● **PROBLEM REQUIREMENTS**: Every entry must be transcribed without alteration.

● **Region pointing data**:
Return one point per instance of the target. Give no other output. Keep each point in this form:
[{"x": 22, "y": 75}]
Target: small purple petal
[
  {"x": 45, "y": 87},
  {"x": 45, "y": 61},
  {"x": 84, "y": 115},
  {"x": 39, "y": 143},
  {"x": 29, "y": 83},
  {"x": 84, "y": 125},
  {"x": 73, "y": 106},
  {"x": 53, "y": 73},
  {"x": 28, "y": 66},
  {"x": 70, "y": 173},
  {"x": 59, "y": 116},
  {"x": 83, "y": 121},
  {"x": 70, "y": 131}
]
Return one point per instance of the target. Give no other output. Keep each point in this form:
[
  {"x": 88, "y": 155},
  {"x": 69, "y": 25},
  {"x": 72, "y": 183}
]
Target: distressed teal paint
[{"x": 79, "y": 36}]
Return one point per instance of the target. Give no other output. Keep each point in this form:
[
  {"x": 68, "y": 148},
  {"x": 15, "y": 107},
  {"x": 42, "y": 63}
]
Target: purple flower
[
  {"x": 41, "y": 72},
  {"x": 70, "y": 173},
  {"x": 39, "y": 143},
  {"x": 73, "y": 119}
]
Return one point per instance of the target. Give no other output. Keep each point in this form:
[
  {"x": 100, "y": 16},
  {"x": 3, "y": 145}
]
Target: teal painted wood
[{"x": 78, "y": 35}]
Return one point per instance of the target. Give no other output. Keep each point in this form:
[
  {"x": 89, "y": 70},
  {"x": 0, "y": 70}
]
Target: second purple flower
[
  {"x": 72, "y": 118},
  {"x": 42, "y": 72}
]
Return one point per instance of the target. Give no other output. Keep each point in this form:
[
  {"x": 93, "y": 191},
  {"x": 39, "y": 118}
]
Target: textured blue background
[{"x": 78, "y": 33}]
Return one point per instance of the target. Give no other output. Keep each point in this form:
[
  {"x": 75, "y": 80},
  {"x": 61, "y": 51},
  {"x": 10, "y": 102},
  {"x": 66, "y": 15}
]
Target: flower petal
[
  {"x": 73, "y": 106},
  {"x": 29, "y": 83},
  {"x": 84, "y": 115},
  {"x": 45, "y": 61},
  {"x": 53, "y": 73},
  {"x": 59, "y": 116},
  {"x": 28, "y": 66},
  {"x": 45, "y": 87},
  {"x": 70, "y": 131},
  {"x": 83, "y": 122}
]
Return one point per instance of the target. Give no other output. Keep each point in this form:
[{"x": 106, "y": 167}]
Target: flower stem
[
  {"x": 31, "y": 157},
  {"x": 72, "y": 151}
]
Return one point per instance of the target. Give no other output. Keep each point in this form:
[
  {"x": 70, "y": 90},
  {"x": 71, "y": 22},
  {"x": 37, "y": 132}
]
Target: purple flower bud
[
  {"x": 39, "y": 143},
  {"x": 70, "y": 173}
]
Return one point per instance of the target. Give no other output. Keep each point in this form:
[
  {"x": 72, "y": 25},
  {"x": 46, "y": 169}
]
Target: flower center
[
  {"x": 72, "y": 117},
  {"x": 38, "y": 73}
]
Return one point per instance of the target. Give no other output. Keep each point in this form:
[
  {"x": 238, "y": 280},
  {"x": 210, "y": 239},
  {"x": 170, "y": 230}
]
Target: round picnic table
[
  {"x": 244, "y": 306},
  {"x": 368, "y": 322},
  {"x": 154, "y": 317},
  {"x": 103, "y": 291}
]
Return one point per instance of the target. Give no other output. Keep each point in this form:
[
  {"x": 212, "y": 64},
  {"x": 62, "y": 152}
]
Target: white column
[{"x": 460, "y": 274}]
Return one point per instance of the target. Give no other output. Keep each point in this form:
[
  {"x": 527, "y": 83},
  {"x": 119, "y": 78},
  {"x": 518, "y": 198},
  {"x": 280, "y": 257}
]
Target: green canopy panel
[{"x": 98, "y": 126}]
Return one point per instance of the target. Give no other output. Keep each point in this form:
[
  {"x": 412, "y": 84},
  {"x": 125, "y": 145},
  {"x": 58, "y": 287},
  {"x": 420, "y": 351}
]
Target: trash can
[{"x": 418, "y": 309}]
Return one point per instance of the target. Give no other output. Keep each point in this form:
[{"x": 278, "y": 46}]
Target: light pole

● **RESPONSE TO THIS EXERCISE**:
Return one point per instance of the target. Give no other output. Keep each point in this form:
[{"x": 22, "y": 75}]
Target: small purple petal
[
  {"x": 45, "y": 87},
  {"x": 45, "y": 61},
  {"x": 84, "y": 115},
  {"x": 39, "y": 143},
  {"x": 29, "y": 83},
  {"x": 84, "y": 125},
  {"x": 73, "y": 106},
  {"x": 53, "y": 73},
  {"x": 28, "y": 66},
  {"x": 70, "y": 173},
  {"x": 59, "y": 116},
  {"x": 83, "y": 121},
  {"x": 70, "y": 131}
]
Return one point per instance of the target. Give no other output. Keep each point in this form:
[
  {"x": 88, "y": 155},
  {"x": 69, "y": 25},
  {"x": 72, "y": 183}
]
Target: distressed teal paint
[{"x": 79, "y": 36}]
Return one point per instance of the target. Give no other output. Keep each point in this form:
[
  {"x": 68, "y": 148},
  {"x": 15, "y": 107},
  {"x": 42, "y": 63}
]
Target: purple flower
[
  {"x": 41, "y": 72},
  {"x": 70, "y": 173},
  {"x": 39, "y": 143},
  {"x": 73, "y": 119}
]
Return one point per instance of the target. Give no other output. Keep each point in this form:
[
  {"x": 100, "y": 16},
  {"x": 3, "y": 145}
]
Target: teal painted wood
[{"x": 78, "y": 35}]
Return one point per instance of the target. Give no other output. Keep each point in this form:
[
  {"x": 89, "y": 70},
  {"x": 0, "y": 70}
]
Target: second purple flower
[
  {"x": 72, "y": 118},
  {"x": 42, "y": 72}
]
Return one point per instance of the target. Give no other output. Keep each point in this form:
[
  {"x": 93, "y": 191},
  {"x": 39, "y": 118}
]
Target: textured blue background
[{"x": 78, "y": 33}]
Return one point per instance of the target. Give no other output. Keep each point in this form:
[
  {"x": 75, "y": 80},
  {"x": 61, "y": 51},
  {"x": 10, "y": 102},
  {"x": 66, "y": 15}
]
Target: flower petal
[
  {"x": 73, "y": 106},
  {"x": 29, "y": 83},
  {"x": 84, "y": 115},
  {"x": 45, "y": 61},
  {"x": 53, "y": 73},
  {"x": 59, "y": 116},
  {"x": 28, "y": 66},
  {"x": 45, "y": 87},
  {"x": 70, "y": 131},
  {"x": 83, "y": 122}
]
Return one point per instance of the target. Give no other output. Keep each point in this form:
[{"x": 106, "y": 167}]
Target: flower stem
[
  {"x": 31, "y": 157},
  {"x": 72, "y": 151}
]
Return one point per instance of the target. Give no other output. Keep each point in this form:
[
  {"x": 70, "y": 90},
  {"x": 71, "y": 22},
  {"x": 37, "y": 132}
]
Target: purple flower bud
[
  {"x": 39, "y": 143},
  {"x": 70, "y": 173}
]
Return one point per instance of the target. Give no other output. Keep each point in this form:
[
  {"x": 72, "y": 25},
  {"x": 46, "y": 169}
]
Target: flower center
[
  {"x": 72, "y": 117},
  {"x": 38, "y": 73}
]
Return one point per instance of the target. Give no other output. Keep each point in this form:
[
  {"x": 238, "y": 280},
  {"x": 210, "y": 239},
  {"x": 170, "y": 230}
]
Target: round picnic table
[
  {"x": 244, "y": 306},
  {"x": 368, "y": 322},
  {"x": 154, "y": 317},
  {"x": 103, "y": 291}
]
Return one point per instance of the target. Give no other output. Keep each point in this form:
[
  {"x": 212, "y": 64},
  {"x": 62, "y": 152}
]
Target: white column
[{"x": 460, "y": 274}]
Return one point per instance of the target. Give no other output. Keep each point in this form:
[
  {"x": 527, "y": 83},
  {"x": 119, "y": 78},
  {"x": 518, "y": 198},
  {"x": 280, "y": 257}
]
Target: green canopy panel
[{"x": 98, "y": 126}]
Return one point per instance of the target. Give no other output. Keep each point in this form:
[
  {"x": 412, "y": 84},
  {"x": 125, "y": 145},
  {"x": 58, "y": 287},
  {"x": 420, "y": 351}
]
Target: trash can
[{"x": 418, "y": 309}]
Return one point per instance of the target. Give no other output. Keep each point in this form:
[{"x": 278, "y": 46}]
Target: light pole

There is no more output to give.